Once the records have been read, set every one down as it stands.

====

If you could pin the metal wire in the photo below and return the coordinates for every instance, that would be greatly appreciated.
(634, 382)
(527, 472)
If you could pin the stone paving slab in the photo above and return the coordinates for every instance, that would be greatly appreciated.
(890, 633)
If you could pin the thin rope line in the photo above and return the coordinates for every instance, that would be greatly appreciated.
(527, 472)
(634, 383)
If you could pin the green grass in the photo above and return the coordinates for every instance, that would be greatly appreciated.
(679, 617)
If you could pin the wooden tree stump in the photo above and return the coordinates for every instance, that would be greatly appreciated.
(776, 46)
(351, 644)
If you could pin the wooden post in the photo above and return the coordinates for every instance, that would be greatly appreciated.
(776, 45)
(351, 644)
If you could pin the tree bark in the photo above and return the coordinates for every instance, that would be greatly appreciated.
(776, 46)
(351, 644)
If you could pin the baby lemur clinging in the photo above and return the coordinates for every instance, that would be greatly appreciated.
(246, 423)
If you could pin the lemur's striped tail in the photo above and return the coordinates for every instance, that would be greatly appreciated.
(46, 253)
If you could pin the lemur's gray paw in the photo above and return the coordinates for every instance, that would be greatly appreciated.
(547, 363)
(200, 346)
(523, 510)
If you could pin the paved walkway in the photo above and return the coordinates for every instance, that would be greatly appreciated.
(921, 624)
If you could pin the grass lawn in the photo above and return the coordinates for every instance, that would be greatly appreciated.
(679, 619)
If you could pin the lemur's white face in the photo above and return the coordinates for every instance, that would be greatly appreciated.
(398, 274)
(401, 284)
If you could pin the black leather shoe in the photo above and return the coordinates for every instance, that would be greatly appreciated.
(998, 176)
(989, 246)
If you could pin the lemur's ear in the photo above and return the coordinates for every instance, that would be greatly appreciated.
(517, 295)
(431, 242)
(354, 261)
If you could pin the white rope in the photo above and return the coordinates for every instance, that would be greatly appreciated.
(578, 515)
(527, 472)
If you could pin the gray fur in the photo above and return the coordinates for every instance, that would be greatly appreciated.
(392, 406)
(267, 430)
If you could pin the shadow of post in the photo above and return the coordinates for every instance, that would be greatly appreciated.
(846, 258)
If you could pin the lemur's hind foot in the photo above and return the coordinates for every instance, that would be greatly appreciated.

====

== Answer ==
If you could pin the metal wire in the photo below and return the coordinates for every instance, that would be greatly appreciated.
(634, 382)
(527, 472)
If you could pin the stone paving slab in the photo above and return the coordinates for every instance, that would be greatly appreciated.
(890, 633)
If you could pin the thin rope line in the photo above and return the coordinates for every instance, that would be greatly appreciated.
(527, 472)
(634, 383)
If you could pin the green grass in the photo above and return the coordinates for every instance, that would be greatly appreciated.
(679, 617)
If you could pin the wooden tree stump in the photo above and return the coordinates for every instance, that would be greatly appreciated.
(776, 46)
(351, 644)
If you could pin the wooden post in the photo above and return the coordinates for every instance, that would be greatly appreciated.
(776, 45)
(351, 644)
If you could pin the tree bark in the photo above and return the coordinates for every instance, that would be greatly appreciated.
(776, 46)
(351, 644)
If you could pin the baby lemur clinging in the photo above and return the coordinates for every instance, that would be greatly appreciated.
(246, 423)
If you could pin the lemur's striped tail in the photo above and return the coordinates for every instance, that would be greatly appreciated.
(46, 253)
If you could pin the lemur's gray paw in the photo above and return the coordinates for every instance, that would be greatly appreciated.
(547, 363)
(200, 346)
(523, 510)
If you could pin the paved walkway in the photo above and return the coordinates for every instance, that would be greatly appreciated.
(921, 624)
If you could pin the grass lawn in the photo above and return the coordinates for every instance, that would be greatly appreciated.
(679, 619)
If you could pin the lemur's white face in the photo above and return the coordinates for every instance, that would be greatly appreciated.
(398, 274)
(401, 284)
If you could pin the black leather shoe in the photo above and return the coordinates for every instance, that would be greatly appreciated.
(998, 176)
(989, 246)
If you could pin the lemur's ear in the photo above and return the coordinates for every instance, that would be greatly appreciated.
(517, 295)
(431, 242)
(354, 261)
If you could pin the white rope in the photo above and return the coordinates for every instance, that would be greatly appreciated.
(578, 515)
(527, 472)
If you could pin the gray fur in the photo above and return the coordinates for every instance, that would be greatly appreciated.
(392, 406)
(267, 430)
If you could pin the shadow of post in the photo above and return the coordinates for every instance, that would be greatly appreciated.
(846, 258)
If you could pin the lemur's hind foot in the photo above and return the coordinates for every instance, that would be greatly appreciated.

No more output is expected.